20 séculos de Igreja Cristã

20 séculos de Igreja Cristã
do século I ao século XXI

segunda-feira, 13 de outubro de 2014

5. PAIS DA IGREJA

"Eu não rogo somente por estes, mas também por aqueles que, pela sua palavra, hão de crer em mim; para que todos sejam um, como tu, ó Pai, o és em mim, e eu, em ti; que também eles sejam um em nós, para que o mundo creia que tu me enviaste.” (João 17.20-21)

Jesus orou pelos seus seguidores, tanto presentes quanto futuros. Era necessário que se mantivesse a unidade da mensagem da Igreja, pois Cristo sabia quão grande e intenso seria o confronto com o mundo romano. Grande foi a importância da presença física dos apóstolos e também daqueles que muito de perto os acompanharam no início da Igreja no primeiro século, pois foram aqueles homens os que ouviram dos próprios lábios de Cristo os seus ensinos, para que os transmitissem aos outros. Tendo o ensino do Mestre sido feito apenas de forma oral, e já que o Novo Testamento estava sendo escrito durante a Era Apostólica, foi importante a atuação das testemunhas visuais e auriculares para a manutenção da autenticidade da fé cristã.

(Registros de um conjunto de dados)
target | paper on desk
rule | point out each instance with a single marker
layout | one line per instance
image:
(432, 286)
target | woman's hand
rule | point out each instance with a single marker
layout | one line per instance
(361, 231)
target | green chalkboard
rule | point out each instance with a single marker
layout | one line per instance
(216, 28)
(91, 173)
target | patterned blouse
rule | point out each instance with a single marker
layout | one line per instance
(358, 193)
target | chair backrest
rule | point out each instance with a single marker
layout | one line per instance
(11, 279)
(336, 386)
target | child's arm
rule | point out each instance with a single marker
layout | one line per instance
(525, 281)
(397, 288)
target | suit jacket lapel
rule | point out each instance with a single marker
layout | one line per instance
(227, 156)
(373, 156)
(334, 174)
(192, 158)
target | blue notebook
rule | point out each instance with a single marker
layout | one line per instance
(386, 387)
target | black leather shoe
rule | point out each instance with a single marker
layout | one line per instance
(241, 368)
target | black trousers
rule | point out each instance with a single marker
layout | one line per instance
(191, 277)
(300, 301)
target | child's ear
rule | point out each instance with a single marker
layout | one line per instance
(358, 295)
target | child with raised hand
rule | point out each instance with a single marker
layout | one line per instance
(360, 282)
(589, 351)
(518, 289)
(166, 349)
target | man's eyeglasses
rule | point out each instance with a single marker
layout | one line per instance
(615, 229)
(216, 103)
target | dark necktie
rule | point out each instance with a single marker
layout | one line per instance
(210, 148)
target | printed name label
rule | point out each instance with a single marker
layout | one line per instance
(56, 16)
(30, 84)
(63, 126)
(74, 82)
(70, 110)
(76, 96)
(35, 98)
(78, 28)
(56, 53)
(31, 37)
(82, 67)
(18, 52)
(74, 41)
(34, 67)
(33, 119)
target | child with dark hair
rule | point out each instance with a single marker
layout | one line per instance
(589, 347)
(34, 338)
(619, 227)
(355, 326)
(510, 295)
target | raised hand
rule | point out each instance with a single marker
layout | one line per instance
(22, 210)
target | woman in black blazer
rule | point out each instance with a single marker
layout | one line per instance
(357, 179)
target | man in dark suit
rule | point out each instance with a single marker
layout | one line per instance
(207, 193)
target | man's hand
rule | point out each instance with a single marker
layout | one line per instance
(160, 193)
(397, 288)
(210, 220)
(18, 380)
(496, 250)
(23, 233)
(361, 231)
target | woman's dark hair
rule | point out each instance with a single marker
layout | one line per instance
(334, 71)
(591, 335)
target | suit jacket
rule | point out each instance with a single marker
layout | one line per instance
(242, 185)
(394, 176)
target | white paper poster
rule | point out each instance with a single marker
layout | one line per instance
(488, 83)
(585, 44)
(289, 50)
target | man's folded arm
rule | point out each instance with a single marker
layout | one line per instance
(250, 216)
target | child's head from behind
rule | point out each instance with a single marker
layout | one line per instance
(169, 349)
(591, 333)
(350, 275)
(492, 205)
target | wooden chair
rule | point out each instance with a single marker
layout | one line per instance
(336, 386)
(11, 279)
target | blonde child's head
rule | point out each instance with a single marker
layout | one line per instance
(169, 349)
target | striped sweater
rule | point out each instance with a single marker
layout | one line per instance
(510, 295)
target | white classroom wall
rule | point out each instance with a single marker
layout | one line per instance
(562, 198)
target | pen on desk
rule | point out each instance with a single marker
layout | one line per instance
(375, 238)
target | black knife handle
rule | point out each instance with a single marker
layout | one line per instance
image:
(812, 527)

#### Objetivo A
No parágrafo que vem depois da citação bíblica, no texto sobre os Pais da Igreja, quais nomes ou títulos são usados para falar de Jesus? Liste todos, sem repetir.
#### Objetivo B
Extraia do texto sobre os Pais da Igreja, sem mudar nada, o trecho que começa com as palavras que contêm "Jesus orou pelos" e vai até "da fé cristã.".
#### Objetivo C
Continue o texto sobre os Pais da Igreja a partir do ponto em que ele termina.

#### Resposta certa A
Jesus, Cristo, Mestre

#### Resposta certa B
Jesus orou pelos seus seguidores, tanto presentes quanto futuros. Era necessário que se mantivesse a unidade da mensagem da Igreja, pois Cristo sabia quão grande e intenso seria o confronto com o mundo romano. Grande foi a importância da presença física dos apóstolos e também daqueles que muito de perto os acompanharam no início da Igreja no primeiro século, pois foram aqueles homens os que ouviram dos próprios lábios de Cristo os seus ensinos, para que os transmitissem aos outros. Tendo o ensino do Mestre sido feito apenas de forma oral, e já que o Novo Testamento estava sendo escrito durante a Era Apostólica, foi importante a atuação das testemunhas visuais e auriculares para a manutenção da autenticidade da fé cristã.

#### Resposta certa C
Com o encerramento da Era apostólica, porém, as gerações foram se sucedendo e os cristãos se distanciando cada vez mais daquele início mais apostólico e puro da mensagem do evangelho. Por isso, foi importante a presença de pessoas que, seguindo as melhores origens, procurassem orientar, com suas vidas, palavras e escritos, as diferentes congregações que foram surgindo em todo o Império Romano. São eles que chamamos de uma maneira geral de Pais da Igreja, ou Pais Apostólicos. Alguns foram discípulos dos próprios apóstolos, outros firmaram suas convicções de outras formas, mas todos foram importantes para a tentativa de manutenção de uma unidade na Igreja cristã. Nem todos acertaram em tudo o que fizeram, disseram ou escreveram, mas buscaram ser úteis na obra do Senhor enquanto viveram. Alguns perderam a própria vida por causa do evangelho, tornando-se mártires, mas todos buscaram atuar em defesa da fé, quer internamente, nas congregações, quer externamente, no diálogo com o povo e com as autoridades do Império Romano.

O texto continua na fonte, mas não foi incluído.